◆ 提示文 ◆
タイミングデバイスとして、水晶デバイスが広く使われているのには、「特性が変化しにくく、均一で安定した高品質材料を確保できること」といった水晶材料の特性に理由があります。

» 2010年11月24日 00時00分 公開
[宮澤輝久,エプソントヨコム ]

 今からさかのぼること130年前の1880年、フランスのキュリー兄弟は水晶板を使って圧電効果(「圧電現象」または「ピエゾ効果」とも呼びます)を確認しました。ある特定の結晶に外部から力を加えると、その外力に応じて表面に電荷が発生するという現象です。圧電効果とは逆に、外部から結晶に電気を加えると結晶がひずむ「逆圧電効果」と呼ぶ現象もあります。

 水晶デバイスは圧電効果と逆圧電効果によって、安定した周波数を生み出します。水晶デバイスには、水晶素子の切断角度で決まる固有の振動モードがあります。外部から電気信号を加えて発生させた機械的な固有振動を、水晶素子表面の電極から電気信号として再度取り出すことで、安定した周波数の基準信号が得られるのです。

用途に応じて適した発振器を選ぶ

 基準信号を得るには、水晶デバイスを使う以外にも、複数の方法があります。例えば、インダクタンス(L)とキャパシタンス(C)を組み合わせ、共振現象によって周波数を発生させるLC発振器や、キャパシタンスと抵抗(R)で構成した充放電回路を使って基準となる周波数を発生させるCR発振器があります。また、チタン酸ジルコニウム酸鉛(PZT)を使ったセラミック発振器や、MEMS技術を活用したSi(シリコン)ベースの発振器も広く使われています。

 上記に挙げた複数の種類の発振器からどれか1つを選択するときの基準は、用途です。例えば、携帯電話機の通信回路向けには、端末の周波数安定度を0.1ppm以下に保つ必要があるため、水晶発振器に温度補償機能を加えたTCXO(温度補償型水晶発振器)を使います。

 また、極めて高い周波数精度が必要な用途に、GPS(Global Positioning System)衛星に使う基準信号源があります。GPS衛星では、システムのほかの部分との同期を保つために、ppb(1ppbは、10億分の1)レベルの周波数精度が求められるのです。これを実現するためには、非常に安定した原子スペクトルを持つRb(ルビジウム)やCs(セシウム)などと水晶発振器を組み合わせた原子発振器を使う必要があります。

◆ 課題 ◆
提示文によると、キュリー兄弟が水晶板を使って圧電効果を確認したのは何年か。 行は参照しなくてよい。

◆ 元資料 ◆
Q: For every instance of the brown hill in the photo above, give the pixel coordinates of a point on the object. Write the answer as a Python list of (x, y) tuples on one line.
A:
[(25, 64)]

◆ 解答 ◆
1880年。